*Task list:*
a: Answer these questions from the alert on bank downgrades, giving each answer on its own line with the matching mark.
(i) How many global banks does the Moody's ratings review cover?
(ii) In which month are the review results expected?
(iii) When an Independent Amount is added, what value is it added to in the collateral calculation?
b: List every all-capital abbreviation that appears in the alert on bank downgrades.
c: Extend the alert on bank downgrades past its final sentence.

*Excerpted text:*
==*==
Bank downgrades: implications for derivatives arrangements


With the hotly anticipated results of Moody’s ratings review of 17 global banks expected in June, we concentrate on the impact any rating downgrades may have on derivatives arrangements that Trustees have. (Of course, any downgrades may also have an impact on other contractual arrangements with banks, for example, letters of credit.1)

In this Alert:

LDI arrangements – check ISDA agreements

Schemes that use derivatives for liability driven investment often have “credit downgrade events” written into their ISDA agreements. Commonly these give the Trustees the option to terminate the ISDA if the bank is downgraded below a minimum rating. Alternatively they may add an “Independent Amount” to the collateral calculation. (In this case, the Independent Amount would be added to the value of the banks’ obligations to the Trustees when calculating collateral so if the bank is out of the money, it will be obliged to post more collateral and if the bank is in the money the Trustees will have to post less collateral.)

Trustees with LDI arrangements should check:

  • whether they have a ratings trigger in their ISDAs and what form they take; and
  • whether there is a deadline for exercising any rights.

The investment manager may have authority under the IMA to decide what course of action to take, but with downgrades affecting lots of banks, they are likely to take the Trustees’ views before taking any action.
==*==
*Supplied entries:*
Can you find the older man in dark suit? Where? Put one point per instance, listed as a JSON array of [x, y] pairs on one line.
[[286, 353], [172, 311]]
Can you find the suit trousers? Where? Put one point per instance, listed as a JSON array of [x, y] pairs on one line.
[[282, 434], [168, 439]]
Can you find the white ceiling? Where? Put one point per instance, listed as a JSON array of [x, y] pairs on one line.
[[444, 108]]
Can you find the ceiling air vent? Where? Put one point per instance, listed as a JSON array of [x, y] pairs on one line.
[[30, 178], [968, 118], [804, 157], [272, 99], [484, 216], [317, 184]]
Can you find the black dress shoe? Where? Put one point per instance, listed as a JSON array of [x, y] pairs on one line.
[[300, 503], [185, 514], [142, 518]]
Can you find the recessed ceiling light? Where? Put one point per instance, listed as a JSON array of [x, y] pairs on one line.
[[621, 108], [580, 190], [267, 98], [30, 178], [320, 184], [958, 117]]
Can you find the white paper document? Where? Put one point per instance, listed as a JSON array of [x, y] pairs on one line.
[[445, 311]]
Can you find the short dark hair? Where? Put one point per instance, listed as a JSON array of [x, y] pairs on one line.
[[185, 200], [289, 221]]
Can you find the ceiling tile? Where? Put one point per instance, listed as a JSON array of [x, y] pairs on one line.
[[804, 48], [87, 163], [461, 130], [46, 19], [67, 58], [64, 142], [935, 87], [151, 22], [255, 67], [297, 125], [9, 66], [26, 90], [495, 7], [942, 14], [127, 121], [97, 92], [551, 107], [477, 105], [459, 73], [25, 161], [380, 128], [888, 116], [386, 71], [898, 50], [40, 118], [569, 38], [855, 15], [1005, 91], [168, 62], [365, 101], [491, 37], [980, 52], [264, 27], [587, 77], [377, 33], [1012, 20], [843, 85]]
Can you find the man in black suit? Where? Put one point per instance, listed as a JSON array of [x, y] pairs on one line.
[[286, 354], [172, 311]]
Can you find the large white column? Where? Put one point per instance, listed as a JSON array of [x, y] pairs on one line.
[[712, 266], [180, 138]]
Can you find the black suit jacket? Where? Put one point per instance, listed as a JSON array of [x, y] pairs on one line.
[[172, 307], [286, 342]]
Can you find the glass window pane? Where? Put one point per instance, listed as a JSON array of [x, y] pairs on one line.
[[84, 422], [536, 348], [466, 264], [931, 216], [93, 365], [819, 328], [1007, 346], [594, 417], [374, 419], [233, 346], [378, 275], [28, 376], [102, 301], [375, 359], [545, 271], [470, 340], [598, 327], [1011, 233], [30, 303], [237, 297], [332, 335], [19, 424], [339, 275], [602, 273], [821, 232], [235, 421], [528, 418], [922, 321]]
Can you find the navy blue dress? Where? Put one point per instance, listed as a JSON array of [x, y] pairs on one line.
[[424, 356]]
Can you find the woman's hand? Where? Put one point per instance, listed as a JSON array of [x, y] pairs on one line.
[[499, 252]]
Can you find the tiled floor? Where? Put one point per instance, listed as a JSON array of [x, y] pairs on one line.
==*==
*Final answers:*
a:
(i) 17
(ii) June
(iii) The value of the banks' obligations to the Trustees

b: LDI, ISDA, IMA

c:
Bond managers (and other managers who use over the counter derivatives)

Some discretionary investment managers may have authority to use derivatives as part of their portfolios and the investment management agreement may include specific minimum ratings requirements for the banks used as counterparties. Some managers will develop their counterparty risk management policies and it is worth checking with managers how they propose to approach the current round of downgrades.

If you have an option to terminate – consider your options

  • If a ratings trigger breach occurs, discuss whether it is advisable to actually exercise the rights that you have as a result of that breach with your investment manager and other advisers.
  • Triggers which give the option to terminate were designed to give the Trustees the right to replace transactions where a specific bank is downgraded and there are serious concerns about that bank’s creditworthiness. The dynamics are more complex in a situation where the credit ratings of banks generally are decreasing and there may not actually be serious concerns about the bank’s ability to meet its obligations. Termination against downgraded banks could also leave the Trustees with a limited panel of banks to work with.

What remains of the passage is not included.